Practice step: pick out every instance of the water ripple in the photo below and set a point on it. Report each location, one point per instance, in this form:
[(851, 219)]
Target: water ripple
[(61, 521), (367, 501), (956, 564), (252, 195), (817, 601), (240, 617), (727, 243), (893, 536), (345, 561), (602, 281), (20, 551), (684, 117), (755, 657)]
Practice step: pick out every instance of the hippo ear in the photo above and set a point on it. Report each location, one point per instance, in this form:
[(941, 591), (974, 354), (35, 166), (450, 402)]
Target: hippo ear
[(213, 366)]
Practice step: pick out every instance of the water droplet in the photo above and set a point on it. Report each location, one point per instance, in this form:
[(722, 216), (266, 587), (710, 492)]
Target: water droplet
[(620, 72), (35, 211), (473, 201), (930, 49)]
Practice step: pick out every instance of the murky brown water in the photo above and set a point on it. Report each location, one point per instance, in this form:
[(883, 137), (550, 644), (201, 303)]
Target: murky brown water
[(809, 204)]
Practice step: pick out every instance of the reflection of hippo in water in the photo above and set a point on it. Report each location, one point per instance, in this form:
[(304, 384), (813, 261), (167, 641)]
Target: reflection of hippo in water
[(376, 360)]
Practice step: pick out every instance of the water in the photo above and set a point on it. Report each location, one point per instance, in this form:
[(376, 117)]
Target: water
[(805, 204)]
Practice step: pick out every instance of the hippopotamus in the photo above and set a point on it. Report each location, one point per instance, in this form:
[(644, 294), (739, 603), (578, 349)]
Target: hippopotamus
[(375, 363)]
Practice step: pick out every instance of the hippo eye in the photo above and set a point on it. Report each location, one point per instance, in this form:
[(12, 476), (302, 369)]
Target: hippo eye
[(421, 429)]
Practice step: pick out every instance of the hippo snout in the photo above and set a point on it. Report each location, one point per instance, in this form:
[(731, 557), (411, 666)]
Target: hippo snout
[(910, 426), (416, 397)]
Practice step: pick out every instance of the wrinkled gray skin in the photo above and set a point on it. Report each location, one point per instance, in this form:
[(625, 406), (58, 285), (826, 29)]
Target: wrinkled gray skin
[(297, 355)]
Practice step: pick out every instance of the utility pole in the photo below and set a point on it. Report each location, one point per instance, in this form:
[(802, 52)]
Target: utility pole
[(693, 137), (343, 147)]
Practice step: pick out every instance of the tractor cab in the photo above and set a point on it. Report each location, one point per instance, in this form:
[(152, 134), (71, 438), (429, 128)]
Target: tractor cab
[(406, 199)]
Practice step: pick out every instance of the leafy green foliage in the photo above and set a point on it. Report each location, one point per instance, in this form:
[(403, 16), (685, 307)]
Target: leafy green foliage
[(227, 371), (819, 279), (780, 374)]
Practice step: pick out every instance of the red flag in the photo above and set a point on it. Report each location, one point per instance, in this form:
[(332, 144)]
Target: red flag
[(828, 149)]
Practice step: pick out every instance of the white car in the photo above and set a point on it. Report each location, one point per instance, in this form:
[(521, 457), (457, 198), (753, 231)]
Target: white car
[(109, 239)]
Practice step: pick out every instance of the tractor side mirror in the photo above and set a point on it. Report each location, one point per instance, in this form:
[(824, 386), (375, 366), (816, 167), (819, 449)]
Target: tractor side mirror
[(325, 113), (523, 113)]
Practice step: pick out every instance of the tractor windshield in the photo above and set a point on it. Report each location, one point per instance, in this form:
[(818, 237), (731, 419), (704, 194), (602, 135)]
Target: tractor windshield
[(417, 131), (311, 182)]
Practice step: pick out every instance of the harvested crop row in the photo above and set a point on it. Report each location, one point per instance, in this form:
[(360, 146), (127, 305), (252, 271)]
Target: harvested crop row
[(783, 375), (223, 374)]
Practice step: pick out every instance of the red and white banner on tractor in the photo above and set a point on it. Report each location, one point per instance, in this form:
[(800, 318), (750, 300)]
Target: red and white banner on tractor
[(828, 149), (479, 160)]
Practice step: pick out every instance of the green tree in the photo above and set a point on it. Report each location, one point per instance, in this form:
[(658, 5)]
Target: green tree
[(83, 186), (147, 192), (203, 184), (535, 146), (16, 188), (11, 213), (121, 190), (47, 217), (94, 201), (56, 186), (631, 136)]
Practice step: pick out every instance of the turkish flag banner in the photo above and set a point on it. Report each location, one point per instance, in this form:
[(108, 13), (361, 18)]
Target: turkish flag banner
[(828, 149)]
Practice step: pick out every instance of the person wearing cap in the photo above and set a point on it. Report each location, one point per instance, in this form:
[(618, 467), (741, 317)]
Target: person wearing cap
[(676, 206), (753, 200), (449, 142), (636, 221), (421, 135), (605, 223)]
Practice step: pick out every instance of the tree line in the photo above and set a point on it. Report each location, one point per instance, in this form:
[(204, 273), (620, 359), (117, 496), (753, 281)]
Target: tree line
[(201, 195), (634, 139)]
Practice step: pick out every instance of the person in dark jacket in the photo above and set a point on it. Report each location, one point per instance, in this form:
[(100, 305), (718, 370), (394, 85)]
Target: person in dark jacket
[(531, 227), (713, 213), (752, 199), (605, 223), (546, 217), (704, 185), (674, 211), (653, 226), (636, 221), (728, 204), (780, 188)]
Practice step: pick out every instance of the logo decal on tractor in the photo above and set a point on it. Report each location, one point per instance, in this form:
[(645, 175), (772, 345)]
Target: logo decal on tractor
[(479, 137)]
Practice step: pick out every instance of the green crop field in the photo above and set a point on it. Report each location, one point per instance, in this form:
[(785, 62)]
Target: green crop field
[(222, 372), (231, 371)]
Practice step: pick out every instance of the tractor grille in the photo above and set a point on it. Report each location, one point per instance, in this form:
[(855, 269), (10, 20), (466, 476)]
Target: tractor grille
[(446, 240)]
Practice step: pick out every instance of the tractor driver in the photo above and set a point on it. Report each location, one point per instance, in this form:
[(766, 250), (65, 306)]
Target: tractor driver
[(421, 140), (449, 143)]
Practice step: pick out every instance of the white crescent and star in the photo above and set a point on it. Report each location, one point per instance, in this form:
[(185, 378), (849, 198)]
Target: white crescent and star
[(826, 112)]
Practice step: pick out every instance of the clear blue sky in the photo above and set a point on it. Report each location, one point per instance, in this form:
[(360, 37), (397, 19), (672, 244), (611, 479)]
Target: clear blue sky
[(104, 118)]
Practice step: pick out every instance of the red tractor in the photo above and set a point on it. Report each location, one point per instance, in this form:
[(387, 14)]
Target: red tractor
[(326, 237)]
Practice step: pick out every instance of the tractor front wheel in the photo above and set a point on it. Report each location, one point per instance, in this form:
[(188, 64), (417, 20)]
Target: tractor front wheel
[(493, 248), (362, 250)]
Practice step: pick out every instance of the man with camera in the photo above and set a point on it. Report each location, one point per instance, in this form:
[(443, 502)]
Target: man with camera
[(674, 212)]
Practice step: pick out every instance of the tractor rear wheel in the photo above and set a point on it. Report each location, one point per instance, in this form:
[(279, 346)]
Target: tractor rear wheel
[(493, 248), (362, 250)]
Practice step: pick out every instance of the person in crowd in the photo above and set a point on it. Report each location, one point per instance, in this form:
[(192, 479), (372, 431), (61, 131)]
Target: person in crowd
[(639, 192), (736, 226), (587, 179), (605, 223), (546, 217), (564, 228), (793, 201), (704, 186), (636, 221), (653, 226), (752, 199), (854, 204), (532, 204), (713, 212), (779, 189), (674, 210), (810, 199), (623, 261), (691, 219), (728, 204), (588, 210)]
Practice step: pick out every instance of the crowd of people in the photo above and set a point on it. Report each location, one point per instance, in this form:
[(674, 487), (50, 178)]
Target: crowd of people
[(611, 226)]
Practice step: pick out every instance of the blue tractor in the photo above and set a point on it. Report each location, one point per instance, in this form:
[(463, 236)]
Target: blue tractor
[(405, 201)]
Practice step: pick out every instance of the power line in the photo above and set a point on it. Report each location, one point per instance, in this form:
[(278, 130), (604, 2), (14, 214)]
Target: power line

::::

**INSTRUCTIONS FOR THE TASK**
Search the data above for the string "power" and return every line that has it.

**ANSWER SPACE**
Practice step: pick out every instance of the power line in the photo above and set a point on it. Report each location, one point per instance, in this form:
Target: power line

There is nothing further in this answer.